### Requisito 1
De acordo com o texto dado, o que deve ser feito com as sobras abundantes?
### Requisito 2
Transcreva do texto dado o trecho que começa em "Dai-lhe vós mesmos" e segue até "nada se desperdice.", inclusive.

Dai-lhe vós mesmos de comer! – resposta que relança a perplexidade nos discípulos que nem se lembraram do pouco que tinham ao fazerem a proposta do despedimento. Jesus inverte claramente o sentido pretendido e dá uma resposta que personaliza a responsabilidade e aviva a solidariedade; que mobiliza energias e promove capacidades, que garante soluções alternativas. Pergunta-lhes pelo farnel, pede-lhes para o disponibilizarem, bendiz o Senhor de todos os bens, parte o pão, entrega-o para que repartam, de forma organizada e sustentada. A multidão agrupada por unidades identificadas come até ficar saciada. E as sobras abundantes devem ser recolhidas para que nada se desperdice.
A linguagem de Jesus é expressiva da novidade que pretende implementar: dar, saciar, organizar serviços, valorizar sobras, dignificar pessoas. A gratuidade substitui a prudência calculada e a acção em rede integra e rentabiliza o esforço individual. A gestão criteriosa tira partido do pouco e evita o desperdício. Todo o supérfluo deve ser posto ao serviço do bem comum.
O ser humano, em todas as suas dimensões, é ameaçado pela fome de pão, de consideração e apreço, de valia pessoal e reconhecimento social, de superação dos limites e de aspiração ao Infinito. Todo o ser humano é um peregrino de Deus que vai encontrando e saboreando nos gestos de fraternidade realizados enquanto é tempo. A mesa comum espera-nos no fim da caminhada, embora esteja posta, desde já, em forma sacramental, na celebração da eucaristia. Daí, a mais-valia da missa dominical.

### Dados fornecidos
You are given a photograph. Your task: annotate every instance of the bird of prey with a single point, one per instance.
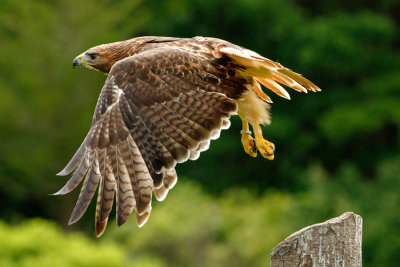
(164, 99)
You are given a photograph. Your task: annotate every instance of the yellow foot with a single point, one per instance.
(249, 145)
(266, 148)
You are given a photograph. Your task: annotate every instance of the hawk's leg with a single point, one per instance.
(247, 140)
(265, 147)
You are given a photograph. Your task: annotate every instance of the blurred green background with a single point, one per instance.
(337, 150)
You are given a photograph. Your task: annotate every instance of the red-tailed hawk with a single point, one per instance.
(163, 101)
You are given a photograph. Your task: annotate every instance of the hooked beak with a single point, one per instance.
(77, 61)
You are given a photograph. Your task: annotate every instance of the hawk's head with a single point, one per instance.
(103, 57)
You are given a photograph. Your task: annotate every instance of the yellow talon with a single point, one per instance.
(249, 145)
(266, 148)
(247, 140)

### Resposta completa 1
Devem ser recolhidas para que nada se desperdice.

### Resposta completa 2
Dai-lhe vós mesmos de comer! – resposta que relança a perplexidade nos discípulos que nem se lembraram do pouco que tinham ao fazerem a proposta do despedimento. Jesus inverte claramente o sentido pretendido e dá uma resposta que personaliza a responsabilidade e aviva a solidariedade; que mobiliza energias e promove capacidades, que garante soluções alternativas. Pergunta-lhes pelo farnel, pede-lhes para o disponibilizarem, bendiz o Senhor de todos os bens, parte o pão, entrega-o para que repartam, de forma organizada e sustentada. A multidão agrupada por unidades identificadas come até ficar saciada. E as sobras abundantes devem ser recolhidas para que nada se desperdice.